◆ **TASK REQUIREMENTS**
1 > Reproduce the silicon film article listing from "Journal Article ·" up to and including "D.C. (United States)".
2 > In the silicon film article listing, which authors carry the affiliation mark ^[1] in the line of names with bracketed numbers?
3 > According to the silicon film article listing, in which journal did the article appear?

◆ **EXCERPTED TEXT**
From amorphous to nanocrystalline: the effect of nanograins in amorphous matrix on the thermal conductivity of hot-wire chemical-vapor deposited silicon films

Kearney, B. T.; Jugdersuren, B.; Queen, D. R.; Metcalf, Thomas H.; Culbertson, J. C.; Desario, P. A.; Stroud, R. M.; Nemeth, William M.; Wang, Q.; Liu, Xiao

doi:10.1088/1361-648X/aaa43f

Title: From amorphous to nanocrystalline: the effect of nanograins in amorphous matrix on the thermal conductivity of hot-wire chemical-vapor deposited silicon films

Journal Article · Thu Dec 28 00:00:00 EST 2017 · Journal of Physics. Condensed Matter

DOI:https://doi.org/10.1088/1361-648X/aaa43f· OSTI ID:1416517

Kearney, B. T. ^[1]; Jugdersuren, B. ^[2]; Queen, D. R. ^[1]; Metcalf, Thomas H. ^[1]; Culbertson, J. C. ^[1]; Desario, P. A. ^[1]; Stroud, R. M. ^[1]; Nemeth, William M. ^[3]; Wang, Q. ^[3];

^[1]

Naval Research Lab., Washington, D.C. (United States)

Coordinate annotation entries
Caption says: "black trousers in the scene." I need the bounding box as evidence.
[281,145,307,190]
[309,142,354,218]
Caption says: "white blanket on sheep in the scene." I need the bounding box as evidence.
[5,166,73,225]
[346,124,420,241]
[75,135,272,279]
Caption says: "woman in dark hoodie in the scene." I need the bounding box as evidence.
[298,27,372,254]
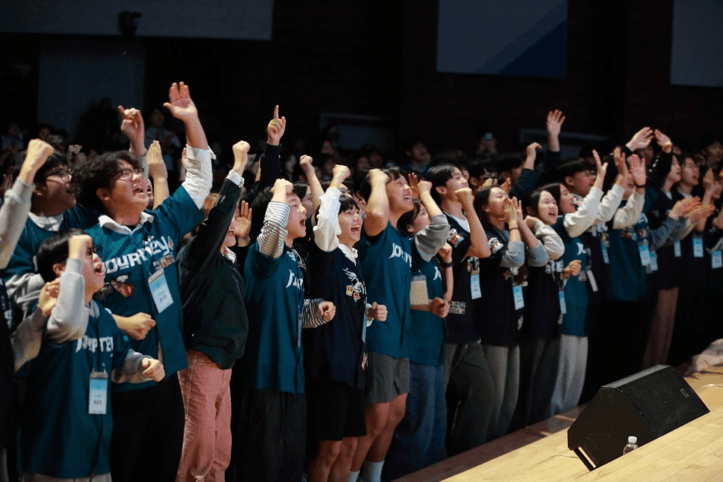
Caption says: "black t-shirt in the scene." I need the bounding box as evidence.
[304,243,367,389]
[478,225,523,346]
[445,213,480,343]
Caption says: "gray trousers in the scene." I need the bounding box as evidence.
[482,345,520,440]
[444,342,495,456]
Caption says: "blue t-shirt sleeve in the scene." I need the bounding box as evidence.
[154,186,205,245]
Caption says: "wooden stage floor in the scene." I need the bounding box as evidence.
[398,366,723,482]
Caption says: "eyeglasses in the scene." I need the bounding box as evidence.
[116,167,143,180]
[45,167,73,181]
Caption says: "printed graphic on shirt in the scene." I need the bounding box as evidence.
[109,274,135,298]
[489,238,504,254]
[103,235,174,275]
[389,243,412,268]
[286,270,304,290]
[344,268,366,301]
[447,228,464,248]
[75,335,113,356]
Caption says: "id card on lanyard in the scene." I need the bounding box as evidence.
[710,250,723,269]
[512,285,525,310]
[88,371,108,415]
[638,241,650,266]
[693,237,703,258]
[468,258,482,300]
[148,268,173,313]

◆ **COMPLETED EXERCISE**
1 >
Journal Article · Thu Dec 28 00:00:00 EST 2017 · Journal of Physics. Condensed Matter

DOI:https://doi.org/10.1088/1361-648X/aaa43f· OSTI ID:1416517

Kearney, B. T. ^[1]; Jugdersuren, B. ^[2]; Queen, D. R. ^[1]; Metcalf, Thomas H. ^[1]; Culbertson, J. C. ^[1]; Desario, P. A. ^[1]; Stroud, R. M. ^[1]; Nemeth, William M. ^[3]; Wang, Q. ^[3];

^[1]

Naval Research Lab., Washington, D.C. (United States)

2 > Kearney, B. T.; Queen, D. R.; Metcalf, Thomas H.; Culbertson, J. C.; Desario, P. A.; Stroud, R. M.

3 > Journal of Physics. Condensed Matter